# Work order:
Copy every line from the records below that carries the word "hair".

# Exercise data:
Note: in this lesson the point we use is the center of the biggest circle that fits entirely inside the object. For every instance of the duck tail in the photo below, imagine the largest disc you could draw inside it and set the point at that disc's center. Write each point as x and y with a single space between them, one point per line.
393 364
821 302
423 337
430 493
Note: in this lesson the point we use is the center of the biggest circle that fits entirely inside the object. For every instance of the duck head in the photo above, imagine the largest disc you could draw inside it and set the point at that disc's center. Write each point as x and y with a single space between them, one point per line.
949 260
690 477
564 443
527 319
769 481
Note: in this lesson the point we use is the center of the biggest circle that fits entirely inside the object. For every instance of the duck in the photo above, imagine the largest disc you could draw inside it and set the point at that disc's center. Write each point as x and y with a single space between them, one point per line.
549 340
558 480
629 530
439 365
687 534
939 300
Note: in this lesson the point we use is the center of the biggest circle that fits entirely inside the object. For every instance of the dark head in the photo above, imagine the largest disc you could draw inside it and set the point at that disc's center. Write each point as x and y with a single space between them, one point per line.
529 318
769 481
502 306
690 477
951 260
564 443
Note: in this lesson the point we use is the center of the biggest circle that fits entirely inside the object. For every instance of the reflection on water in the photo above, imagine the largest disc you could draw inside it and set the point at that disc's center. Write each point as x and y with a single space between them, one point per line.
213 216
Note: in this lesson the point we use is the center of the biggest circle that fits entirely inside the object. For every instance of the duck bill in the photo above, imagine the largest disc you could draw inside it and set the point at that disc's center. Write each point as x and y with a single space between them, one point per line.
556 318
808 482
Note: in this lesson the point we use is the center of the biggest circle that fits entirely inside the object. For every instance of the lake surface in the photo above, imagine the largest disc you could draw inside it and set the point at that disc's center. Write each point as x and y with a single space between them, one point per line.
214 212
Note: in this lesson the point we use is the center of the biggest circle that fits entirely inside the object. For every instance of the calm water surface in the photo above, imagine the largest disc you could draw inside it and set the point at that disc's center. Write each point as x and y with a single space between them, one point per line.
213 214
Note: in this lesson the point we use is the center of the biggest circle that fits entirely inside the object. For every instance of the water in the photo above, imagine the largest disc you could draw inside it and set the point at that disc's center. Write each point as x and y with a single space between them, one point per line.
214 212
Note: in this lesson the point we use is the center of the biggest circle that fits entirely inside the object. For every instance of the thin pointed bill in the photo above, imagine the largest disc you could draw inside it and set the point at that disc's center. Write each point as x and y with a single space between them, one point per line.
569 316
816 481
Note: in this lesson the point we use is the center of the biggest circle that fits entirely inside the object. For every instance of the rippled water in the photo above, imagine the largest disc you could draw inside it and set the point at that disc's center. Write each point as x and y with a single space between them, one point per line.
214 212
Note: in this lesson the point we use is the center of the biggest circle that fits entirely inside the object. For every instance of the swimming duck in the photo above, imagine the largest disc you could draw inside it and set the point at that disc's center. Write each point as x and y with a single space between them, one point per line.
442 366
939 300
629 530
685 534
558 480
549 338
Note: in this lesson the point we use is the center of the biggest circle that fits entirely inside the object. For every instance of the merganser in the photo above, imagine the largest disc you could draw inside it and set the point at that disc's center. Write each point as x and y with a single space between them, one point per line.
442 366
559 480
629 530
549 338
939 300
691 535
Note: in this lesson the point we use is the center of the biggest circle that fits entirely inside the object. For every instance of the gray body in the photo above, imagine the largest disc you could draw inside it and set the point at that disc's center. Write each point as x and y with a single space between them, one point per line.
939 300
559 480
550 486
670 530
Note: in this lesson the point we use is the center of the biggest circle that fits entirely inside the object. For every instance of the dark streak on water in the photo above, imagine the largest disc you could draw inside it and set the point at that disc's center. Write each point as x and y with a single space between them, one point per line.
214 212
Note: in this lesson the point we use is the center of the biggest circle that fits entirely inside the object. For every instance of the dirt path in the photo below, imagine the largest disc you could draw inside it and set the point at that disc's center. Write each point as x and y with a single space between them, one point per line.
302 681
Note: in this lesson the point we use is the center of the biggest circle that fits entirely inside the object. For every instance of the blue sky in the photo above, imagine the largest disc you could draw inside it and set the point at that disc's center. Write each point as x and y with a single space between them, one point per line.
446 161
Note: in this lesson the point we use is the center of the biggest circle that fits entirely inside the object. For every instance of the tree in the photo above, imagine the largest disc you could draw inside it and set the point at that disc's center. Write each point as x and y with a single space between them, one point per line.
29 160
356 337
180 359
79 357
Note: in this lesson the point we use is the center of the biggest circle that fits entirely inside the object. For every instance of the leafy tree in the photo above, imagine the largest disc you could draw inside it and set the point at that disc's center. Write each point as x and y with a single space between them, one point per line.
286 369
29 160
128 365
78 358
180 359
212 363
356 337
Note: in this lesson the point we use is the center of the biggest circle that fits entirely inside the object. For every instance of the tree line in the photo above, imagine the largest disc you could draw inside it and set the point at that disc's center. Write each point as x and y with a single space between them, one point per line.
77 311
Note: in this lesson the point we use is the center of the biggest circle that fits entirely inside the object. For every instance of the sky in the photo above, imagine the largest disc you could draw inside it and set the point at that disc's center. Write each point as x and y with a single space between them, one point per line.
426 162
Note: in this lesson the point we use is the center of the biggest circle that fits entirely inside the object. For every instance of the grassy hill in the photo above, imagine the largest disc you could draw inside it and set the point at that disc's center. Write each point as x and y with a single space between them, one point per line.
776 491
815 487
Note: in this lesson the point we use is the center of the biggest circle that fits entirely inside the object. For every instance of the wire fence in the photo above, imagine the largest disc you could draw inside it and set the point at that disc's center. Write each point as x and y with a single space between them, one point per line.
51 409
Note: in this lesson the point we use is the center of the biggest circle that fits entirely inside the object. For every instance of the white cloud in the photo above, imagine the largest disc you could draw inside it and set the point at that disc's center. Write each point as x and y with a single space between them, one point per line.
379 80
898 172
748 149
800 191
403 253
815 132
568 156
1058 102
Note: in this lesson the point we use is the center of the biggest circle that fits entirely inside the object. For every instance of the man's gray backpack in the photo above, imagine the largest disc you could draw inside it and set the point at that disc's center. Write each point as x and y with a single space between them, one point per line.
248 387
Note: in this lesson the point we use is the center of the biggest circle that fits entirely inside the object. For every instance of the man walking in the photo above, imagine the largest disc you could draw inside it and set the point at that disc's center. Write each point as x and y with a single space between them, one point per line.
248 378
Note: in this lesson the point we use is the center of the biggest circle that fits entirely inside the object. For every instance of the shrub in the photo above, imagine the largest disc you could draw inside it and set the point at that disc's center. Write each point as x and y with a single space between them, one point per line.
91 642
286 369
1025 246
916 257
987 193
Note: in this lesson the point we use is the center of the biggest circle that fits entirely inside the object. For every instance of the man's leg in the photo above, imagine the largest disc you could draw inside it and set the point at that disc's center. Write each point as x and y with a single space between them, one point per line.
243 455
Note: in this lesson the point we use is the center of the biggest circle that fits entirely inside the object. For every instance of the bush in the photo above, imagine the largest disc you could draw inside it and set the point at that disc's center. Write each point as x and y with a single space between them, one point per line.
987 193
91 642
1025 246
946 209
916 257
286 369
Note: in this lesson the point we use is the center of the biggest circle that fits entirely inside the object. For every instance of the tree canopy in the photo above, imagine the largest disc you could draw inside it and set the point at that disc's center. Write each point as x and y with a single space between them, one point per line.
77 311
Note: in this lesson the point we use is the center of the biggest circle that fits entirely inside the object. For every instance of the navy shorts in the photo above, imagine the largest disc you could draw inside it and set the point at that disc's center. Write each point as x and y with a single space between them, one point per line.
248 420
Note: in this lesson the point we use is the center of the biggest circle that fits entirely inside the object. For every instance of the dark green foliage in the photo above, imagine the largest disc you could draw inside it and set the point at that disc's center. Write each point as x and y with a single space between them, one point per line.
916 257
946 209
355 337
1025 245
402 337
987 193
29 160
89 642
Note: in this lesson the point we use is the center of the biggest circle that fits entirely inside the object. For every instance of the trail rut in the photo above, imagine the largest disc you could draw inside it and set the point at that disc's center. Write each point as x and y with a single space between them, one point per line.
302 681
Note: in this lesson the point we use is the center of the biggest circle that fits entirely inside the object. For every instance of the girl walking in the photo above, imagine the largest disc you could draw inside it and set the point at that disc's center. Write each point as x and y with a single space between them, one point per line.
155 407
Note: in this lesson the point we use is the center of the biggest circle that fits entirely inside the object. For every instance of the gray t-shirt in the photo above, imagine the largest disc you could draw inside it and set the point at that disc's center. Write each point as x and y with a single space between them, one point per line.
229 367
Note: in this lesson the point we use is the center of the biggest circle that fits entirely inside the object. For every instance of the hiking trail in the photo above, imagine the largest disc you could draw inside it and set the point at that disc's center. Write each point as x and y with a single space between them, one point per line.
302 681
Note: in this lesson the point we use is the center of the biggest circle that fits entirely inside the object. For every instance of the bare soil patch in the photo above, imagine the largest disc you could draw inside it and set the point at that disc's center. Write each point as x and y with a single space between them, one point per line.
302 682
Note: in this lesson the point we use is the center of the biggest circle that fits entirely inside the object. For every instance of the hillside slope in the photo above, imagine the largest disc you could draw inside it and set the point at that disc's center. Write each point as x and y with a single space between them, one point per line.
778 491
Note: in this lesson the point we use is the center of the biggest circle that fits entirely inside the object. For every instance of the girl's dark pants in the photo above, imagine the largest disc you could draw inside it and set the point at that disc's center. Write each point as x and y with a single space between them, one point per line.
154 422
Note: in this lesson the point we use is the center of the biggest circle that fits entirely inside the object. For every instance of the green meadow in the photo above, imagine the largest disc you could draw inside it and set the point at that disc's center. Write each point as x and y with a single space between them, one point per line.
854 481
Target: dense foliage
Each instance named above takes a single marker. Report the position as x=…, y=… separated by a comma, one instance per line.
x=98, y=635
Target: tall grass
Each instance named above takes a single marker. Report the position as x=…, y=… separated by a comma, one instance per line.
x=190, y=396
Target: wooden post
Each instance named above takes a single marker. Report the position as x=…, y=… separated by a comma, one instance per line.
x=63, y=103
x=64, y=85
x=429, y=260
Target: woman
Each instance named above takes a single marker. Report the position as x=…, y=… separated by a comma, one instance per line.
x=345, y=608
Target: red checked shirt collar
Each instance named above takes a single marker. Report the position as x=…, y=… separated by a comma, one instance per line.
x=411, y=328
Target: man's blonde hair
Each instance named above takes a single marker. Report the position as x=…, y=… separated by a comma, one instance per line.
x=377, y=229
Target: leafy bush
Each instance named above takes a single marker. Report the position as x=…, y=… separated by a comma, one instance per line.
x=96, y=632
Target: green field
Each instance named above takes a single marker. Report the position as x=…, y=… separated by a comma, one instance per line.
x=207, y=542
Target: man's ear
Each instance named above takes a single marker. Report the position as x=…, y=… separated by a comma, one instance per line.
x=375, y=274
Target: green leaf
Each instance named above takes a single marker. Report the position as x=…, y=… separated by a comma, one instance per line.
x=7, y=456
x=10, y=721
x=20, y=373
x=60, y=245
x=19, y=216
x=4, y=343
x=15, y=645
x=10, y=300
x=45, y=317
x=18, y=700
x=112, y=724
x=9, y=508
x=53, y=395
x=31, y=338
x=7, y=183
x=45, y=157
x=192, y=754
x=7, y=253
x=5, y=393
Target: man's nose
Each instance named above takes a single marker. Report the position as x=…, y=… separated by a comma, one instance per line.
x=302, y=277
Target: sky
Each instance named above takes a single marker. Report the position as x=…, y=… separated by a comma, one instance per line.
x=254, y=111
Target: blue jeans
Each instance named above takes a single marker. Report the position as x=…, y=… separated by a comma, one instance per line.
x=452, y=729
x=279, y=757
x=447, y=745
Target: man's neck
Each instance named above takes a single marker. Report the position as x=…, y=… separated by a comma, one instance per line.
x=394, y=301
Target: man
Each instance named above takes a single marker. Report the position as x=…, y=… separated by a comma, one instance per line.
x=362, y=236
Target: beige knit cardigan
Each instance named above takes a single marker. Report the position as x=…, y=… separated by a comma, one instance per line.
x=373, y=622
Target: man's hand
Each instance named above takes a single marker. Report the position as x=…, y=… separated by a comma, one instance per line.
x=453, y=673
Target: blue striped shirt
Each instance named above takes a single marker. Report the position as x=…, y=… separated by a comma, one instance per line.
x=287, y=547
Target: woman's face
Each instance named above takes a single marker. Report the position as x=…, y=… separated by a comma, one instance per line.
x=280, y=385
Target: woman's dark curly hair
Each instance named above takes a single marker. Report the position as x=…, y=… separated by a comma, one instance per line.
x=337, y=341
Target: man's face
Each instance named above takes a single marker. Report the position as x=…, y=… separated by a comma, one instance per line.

# Expected answer:
Target: man's blonde hair
Target: woman's dark curly hair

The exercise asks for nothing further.